* STATED PROBLEM A
Count the lines in the records below that contain the string "shutter", treating case as significant. Reply with the number alone.

* PASSAGE
------------------------------------------------------------------------

Industry News and Information

Serving the Student-Customer

William Frierson AvatarWilliam Frierson
April 23, 2014


Happy female student working on a laptop

Happy female student working on a laptop. Photo courtesy of Shutterstock.

A funny thing happened on the way to the student services office during the first week of classes. The long winding line of students had disappeared, replaced by small groups and individuals contentedly tapping away on their mobile devices.

Campuses today are serving a tech-savvy, always connected generation of students that is increasingly empowered to learn and communicate in a non-traditional way – on their own time using their own devices.  This culture of anytime, anywhere communication, with its accompanying expectation of a real-time response, is a challenge that higher education institutions across the country, including the The Wharton School of the University of Pennsylvania, have met using an array of strategies.

Providing student service and support is a vital part of this overall challenge for higher education institutions. No one wants to wait in line anymore for financial aid, enrollment information, or even technical support.  Nor do they expect to, when everything else in their lives is online and available on the go.

With more than 5,000 undergraduate, MBA, executive MBA, and doctoral students and nearly 9,000 annual participants in executive education programs, Wharton Computing decided over a decade ago that it needed a way to better serve its students as service offerings and information migrated online. The school’s Student Computing Support team became an early adopter of customer service software (in this case, Parature), and other support services soon followed. This trend has seen steady across-the-board adoption, and now Higher Ed administrators are internalizing the concept of students as customers in key ways:

Providing Students Better and Faster Access to Information

Just as businesses use an online self-service knowledgebase model to provide information on products, services and policies, Higher Education now offers similar tools to give students 24/7 access to information designed to maintain high productivity rates. The questions haven’t changed significantly but  the delivery method has:  from downloadable forms, how-to videos and answers to questions ranging from “how do I change my login password” to “where can I find the financial aid form I need.”

And the results are dramatic.  Instead of getting hundreds of calls from students asking the same question, Registrar and Financial Aid offices, have significantly reduced the number of repeat questions they must handle, and students have become accustomed to getting the answers they need at 3 p.m. or 3 a.m. by going to the school’s support portal. Students who run into trouble accessing their course materials online can solve the problem before the start of classes the next day.  Many of these knowledgebases are also increasingly being shared across a variety of platforms including social media, resulting in call and email deflection.  Best of all, online knowledgebases provide consistent and current information across all major channels.

------------------------------------------------------------------------

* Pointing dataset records
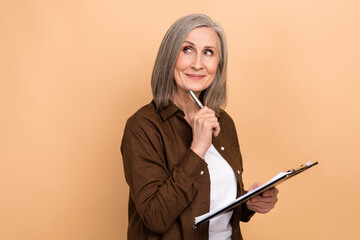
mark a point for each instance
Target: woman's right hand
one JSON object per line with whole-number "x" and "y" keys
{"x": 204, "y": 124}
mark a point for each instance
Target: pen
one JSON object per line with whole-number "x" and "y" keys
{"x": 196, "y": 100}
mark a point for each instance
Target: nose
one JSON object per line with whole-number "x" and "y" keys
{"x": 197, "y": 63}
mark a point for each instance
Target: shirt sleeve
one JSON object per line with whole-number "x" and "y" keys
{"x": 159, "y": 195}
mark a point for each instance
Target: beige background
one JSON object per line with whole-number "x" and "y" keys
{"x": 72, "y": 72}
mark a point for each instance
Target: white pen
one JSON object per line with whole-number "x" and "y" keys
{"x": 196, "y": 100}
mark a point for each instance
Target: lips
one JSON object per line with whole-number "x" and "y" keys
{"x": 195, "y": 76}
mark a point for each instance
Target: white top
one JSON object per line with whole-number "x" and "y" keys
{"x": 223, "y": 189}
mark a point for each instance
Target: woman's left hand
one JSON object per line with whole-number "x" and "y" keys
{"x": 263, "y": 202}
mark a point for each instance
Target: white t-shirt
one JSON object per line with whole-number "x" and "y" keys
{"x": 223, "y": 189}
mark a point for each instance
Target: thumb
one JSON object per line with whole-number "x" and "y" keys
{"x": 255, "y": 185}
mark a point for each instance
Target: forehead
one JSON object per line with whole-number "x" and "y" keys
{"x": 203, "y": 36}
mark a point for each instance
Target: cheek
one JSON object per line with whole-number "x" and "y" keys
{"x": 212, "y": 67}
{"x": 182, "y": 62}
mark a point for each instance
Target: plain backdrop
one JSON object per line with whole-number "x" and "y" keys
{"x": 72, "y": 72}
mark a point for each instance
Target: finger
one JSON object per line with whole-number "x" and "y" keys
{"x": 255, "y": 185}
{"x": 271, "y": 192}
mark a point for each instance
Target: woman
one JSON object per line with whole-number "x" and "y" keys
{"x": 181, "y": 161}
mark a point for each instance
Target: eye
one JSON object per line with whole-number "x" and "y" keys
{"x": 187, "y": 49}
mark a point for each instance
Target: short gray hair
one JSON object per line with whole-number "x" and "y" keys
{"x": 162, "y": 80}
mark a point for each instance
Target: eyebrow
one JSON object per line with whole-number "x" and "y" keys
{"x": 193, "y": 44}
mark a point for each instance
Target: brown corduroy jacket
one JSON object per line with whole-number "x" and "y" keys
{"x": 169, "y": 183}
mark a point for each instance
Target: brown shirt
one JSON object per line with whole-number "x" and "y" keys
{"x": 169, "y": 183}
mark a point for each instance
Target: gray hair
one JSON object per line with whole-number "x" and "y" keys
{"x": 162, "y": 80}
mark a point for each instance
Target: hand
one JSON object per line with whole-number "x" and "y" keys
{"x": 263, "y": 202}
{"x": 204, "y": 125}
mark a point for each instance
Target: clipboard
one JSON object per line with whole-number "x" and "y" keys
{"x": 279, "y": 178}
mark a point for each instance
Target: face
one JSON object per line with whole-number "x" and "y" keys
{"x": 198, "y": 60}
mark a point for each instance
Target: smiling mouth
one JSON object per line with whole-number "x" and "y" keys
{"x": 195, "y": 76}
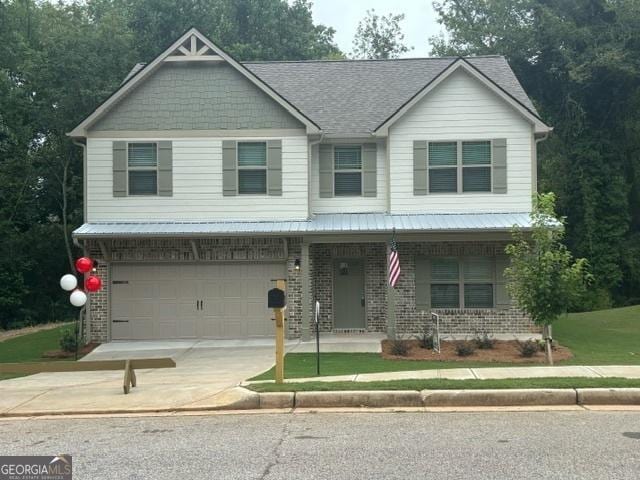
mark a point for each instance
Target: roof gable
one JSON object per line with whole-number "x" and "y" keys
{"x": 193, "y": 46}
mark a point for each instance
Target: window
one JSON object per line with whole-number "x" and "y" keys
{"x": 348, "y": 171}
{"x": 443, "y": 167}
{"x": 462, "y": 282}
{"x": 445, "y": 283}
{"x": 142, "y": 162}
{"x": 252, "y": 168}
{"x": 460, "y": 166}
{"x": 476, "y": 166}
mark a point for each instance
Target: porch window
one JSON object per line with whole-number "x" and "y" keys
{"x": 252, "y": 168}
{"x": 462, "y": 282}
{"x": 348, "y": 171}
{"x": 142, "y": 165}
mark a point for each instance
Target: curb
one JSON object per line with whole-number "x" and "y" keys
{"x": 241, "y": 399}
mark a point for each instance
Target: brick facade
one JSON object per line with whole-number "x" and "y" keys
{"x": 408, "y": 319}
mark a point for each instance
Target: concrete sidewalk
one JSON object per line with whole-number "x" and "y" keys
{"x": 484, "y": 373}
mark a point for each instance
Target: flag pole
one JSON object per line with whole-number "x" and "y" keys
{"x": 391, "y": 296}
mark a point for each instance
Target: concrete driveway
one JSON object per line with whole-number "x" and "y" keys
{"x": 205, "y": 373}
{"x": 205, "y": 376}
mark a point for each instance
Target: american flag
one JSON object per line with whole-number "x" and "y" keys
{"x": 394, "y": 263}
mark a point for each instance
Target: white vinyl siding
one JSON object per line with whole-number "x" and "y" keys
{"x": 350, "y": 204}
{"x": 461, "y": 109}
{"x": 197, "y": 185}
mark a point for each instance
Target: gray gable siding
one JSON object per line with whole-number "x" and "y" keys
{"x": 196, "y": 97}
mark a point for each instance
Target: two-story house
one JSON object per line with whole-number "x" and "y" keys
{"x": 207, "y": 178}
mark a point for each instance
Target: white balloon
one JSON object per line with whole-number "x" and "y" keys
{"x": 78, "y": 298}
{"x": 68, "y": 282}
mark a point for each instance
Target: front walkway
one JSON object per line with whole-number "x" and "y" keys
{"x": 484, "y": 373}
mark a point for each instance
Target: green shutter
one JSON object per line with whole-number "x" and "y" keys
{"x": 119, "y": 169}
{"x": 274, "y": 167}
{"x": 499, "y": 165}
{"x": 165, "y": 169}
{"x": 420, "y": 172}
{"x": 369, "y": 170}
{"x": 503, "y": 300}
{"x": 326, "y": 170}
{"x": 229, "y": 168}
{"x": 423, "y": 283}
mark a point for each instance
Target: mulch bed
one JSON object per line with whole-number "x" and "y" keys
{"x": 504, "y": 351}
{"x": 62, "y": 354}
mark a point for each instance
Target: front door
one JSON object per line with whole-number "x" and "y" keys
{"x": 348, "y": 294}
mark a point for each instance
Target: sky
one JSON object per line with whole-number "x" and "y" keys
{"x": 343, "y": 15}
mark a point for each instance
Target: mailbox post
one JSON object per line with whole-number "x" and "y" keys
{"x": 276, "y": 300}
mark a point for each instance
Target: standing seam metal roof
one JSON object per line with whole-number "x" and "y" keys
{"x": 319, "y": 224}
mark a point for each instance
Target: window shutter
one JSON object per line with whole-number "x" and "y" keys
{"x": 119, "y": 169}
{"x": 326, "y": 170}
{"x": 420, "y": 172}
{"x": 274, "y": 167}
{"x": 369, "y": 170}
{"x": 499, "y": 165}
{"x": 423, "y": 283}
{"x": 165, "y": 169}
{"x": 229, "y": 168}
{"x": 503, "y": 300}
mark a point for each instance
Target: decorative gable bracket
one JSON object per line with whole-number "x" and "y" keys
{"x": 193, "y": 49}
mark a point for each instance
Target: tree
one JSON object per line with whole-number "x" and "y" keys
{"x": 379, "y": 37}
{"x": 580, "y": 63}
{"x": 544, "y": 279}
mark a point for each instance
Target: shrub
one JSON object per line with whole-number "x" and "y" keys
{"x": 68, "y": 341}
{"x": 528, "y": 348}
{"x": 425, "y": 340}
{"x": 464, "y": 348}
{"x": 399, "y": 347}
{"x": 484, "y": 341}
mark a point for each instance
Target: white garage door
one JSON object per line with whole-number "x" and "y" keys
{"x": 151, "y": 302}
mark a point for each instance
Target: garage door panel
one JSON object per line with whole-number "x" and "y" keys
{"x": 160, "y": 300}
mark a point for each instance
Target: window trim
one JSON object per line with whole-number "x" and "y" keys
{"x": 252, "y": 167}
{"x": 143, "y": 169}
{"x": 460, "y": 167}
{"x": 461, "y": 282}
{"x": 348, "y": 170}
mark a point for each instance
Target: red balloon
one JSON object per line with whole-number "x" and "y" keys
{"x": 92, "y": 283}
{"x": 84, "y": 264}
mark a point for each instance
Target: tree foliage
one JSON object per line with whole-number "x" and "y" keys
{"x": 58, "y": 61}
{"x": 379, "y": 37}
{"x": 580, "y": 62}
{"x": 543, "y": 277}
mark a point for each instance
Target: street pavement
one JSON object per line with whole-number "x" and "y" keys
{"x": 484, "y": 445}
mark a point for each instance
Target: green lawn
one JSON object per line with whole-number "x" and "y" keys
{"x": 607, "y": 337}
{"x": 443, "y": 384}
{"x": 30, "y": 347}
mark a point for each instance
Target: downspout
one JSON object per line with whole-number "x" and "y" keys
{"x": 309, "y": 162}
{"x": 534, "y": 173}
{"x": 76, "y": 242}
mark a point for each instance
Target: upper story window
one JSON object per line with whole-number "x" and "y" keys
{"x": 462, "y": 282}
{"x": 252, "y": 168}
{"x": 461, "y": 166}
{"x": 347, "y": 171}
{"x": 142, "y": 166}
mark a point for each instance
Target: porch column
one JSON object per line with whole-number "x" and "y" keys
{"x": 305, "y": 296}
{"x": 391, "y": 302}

------------------------------------------------------------------------

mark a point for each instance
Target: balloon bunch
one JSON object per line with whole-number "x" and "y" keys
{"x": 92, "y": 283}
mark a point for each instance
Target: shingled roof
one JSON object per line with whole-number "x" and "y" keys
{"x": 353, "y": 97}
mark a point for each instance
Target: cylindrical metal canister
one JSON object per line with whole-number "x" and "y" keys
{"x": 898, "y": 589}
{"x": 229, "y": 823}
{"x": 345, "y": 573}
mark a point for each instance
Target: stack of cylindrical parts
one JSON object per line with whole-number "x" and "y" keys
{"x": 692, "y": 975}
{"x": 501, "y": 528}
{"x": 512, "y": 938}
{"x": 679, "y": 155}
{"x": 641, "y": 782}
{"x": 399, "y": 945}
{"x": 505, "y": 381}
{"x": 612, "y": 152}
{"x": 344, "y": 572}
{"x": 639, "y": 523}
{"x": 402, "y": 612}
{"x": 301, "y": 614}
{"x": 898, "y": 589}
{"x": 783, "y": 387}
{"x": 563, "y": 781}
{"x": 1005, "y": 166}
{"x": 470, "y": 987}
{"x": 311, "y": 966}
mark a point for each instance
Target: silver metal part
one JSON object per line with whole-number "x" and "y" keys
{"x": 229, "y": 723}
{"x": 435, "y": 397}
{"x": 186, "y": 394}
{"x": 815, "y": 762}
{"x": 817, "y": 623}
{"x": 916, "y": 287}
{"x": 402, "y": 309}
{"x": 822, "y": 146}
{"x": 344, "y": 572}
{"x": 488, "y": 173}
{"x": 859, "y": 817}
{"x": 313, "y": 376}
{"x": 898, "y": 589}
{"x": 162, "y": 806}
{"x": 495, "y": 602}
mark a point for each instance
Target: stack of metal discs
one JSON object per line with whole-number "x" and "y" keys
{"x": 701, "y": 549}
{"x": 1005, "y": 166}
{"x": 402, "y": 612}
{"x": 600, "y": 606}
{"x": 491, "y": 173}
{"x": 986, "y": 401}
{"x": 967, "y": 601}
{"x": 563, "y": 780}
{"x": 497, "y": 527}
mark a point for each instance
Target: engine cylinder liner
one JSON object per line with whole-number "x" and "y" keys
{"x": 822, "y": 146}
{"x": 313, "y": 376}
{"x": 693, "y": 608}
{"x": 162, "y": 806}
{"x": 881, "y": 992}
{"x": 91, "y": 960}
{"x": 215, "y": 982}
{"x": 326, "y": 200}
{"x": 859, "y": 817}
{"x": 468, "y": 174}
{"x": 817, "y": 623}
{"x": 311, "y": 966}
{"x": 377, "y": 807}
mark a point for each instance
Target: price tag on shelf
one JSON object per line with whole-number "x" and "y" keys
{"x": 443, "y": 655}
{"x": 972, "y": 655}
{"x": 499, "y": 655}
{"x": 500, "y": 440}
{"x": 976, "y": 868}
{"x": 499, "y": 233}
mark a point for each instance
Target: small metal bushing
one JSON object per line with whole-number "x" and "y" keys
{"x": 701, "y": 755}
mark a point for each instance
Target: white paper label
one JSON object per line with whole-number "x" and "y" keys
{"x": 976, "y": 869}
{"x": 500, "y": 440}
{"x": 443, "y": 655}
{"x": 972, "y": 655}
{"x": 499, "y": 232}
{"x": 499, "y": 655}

------------------------------------------------------------------------

* STATED PROBLEM B
Answer these questions from the student services article above:
(i) How many undergraduate, MBA, executive MBA, and doctoral students does Wharton have?
(ii) What customer service software did the Student Computing Support team adopt?
(iii) At what two times of day does the article say students get answers from the school's support portal?

* FULL RESPONSE A
2

* FULL RESPONSE B
(i) More than 5,000
(ii) Parature
(iii) 3 p.m. or 3 a.m.